» **RECORDS TO USE**
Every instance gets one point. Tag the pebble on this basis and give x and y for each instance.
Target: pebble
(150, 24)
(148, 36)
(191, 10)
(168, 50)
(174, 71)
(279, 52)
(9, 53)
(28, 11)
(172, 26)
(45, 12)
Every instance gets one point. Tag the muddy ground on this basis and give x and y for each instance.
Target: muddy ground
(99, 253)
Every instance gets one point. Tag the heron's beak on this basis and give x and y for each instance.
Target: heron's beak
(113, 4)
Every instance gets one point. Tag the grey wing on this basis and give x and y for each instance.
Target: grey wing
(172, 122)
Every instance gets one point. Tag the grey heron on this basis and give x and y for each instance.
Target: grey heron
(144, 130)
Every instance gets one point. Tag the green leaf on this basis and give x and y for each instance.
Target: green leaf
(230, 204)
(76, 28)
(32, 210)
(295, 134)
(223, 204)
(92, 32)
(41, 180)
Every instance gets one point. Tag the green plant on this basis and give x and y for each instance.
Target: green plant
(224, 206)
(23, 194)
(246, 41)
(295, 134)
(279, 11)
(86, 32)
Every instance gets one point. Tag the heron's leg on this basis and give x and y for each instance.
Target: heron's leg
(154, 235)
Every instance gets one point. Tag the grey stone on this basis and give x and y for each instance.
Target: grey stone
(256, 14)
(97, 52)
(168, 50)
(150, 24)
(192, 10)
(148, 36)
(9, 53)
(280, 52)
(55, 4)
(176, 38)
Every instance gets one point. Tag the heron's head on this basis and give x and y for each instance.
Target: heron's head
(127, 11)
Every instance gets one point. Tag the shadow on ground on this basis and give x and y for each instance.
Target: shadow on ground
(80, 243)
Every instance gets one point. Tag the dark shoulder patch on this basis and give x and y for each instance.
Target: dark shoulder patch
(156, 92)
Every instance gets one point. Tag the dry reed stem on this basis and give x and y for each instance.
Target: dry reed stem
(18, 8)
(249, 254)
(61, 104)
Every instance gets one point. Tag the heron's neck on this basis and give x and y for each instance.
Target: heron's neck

» **PROBLEM REQUIREMENTS**
Print every line of the records above verbatim, from the first line through the last, without altering anything.

» **FINISHED ANSWER**
Every instance gets one point. Tag the pebble on this basis and give x and y for each instance.
Target: pebble
(150, 24)
(148, 36)
(191, 10)
(168, 50)
(174, 71)
(279, 52)
(9, 53)
(28, 11)
(172, 26)
(45, 12)
Every instance gets one point. Tag the muddy ground on this basis and give x and y for each instance.
Target: muddy ground
(99, 253)
Every instance gets one point. Tag the heron's beak on this basis and give x and y for each instance.
Target: heron's beak
(113, 4)
Every instance gets one point. Tag the grey wing on this basis and give x and y for each instance.
Target: grey wing
(172, 122)
Every instance gets one point. Tag the grey heron on this basis and give x and y for each instance.
Target: grey heron
(144, 130)
Every instance gets one point. Tag the green leaf on this basis and give x and y for each instance.
Target: green leaf
(230, 204)
(76, 28)
(32, 210)
(295, 134)
(223, 204)
(92, 32)
(41, 180)
Every instance gets one point. Tag the green plant on this basis and give x and y for each instance.
Target: green plant
(224, 206)
(23, 194)
(246, 41)
(295, 134)
(279, 11)
(86, 32)
Every instance gets one point. Tag the heron's leg on this basis and give x and y for each instance.
Target: heron's leg
(154, 235)
Every instance gets one point. Tag the grey stone on this basis and give x and y for each instance.
Target: grey stone
(256, 14)
(97, 52)
(168, 50)
(150, 24)
(192, 10)
(148, 36)
(9, 53)
(280, 52)
(55, 4)
(176, 38)
Every instance gets one point. Tag the heron's head on this basis and give x and y for each instance.
Target: heron's head
(127, 11)
Every instance gets one point. Tag the shadow on ground on this basis and give x and y for each instance.
Target: shadow on ground
(80, 243)
Every instance gets one point. Tag the dark shoulder patch on this basis and give x and y for each instance.
Target: dark shoulder patch
(156, 92)
Every instance gets one point. Tag the dry reed stem on this basis and give x and y for each instance.
Target: dry reed stem
(18, 8)
(249, 254)
(61, 104)
Every instance gets one point. Tag the heron's neck on this basis and give x and y for each instance.
Target: heron's neck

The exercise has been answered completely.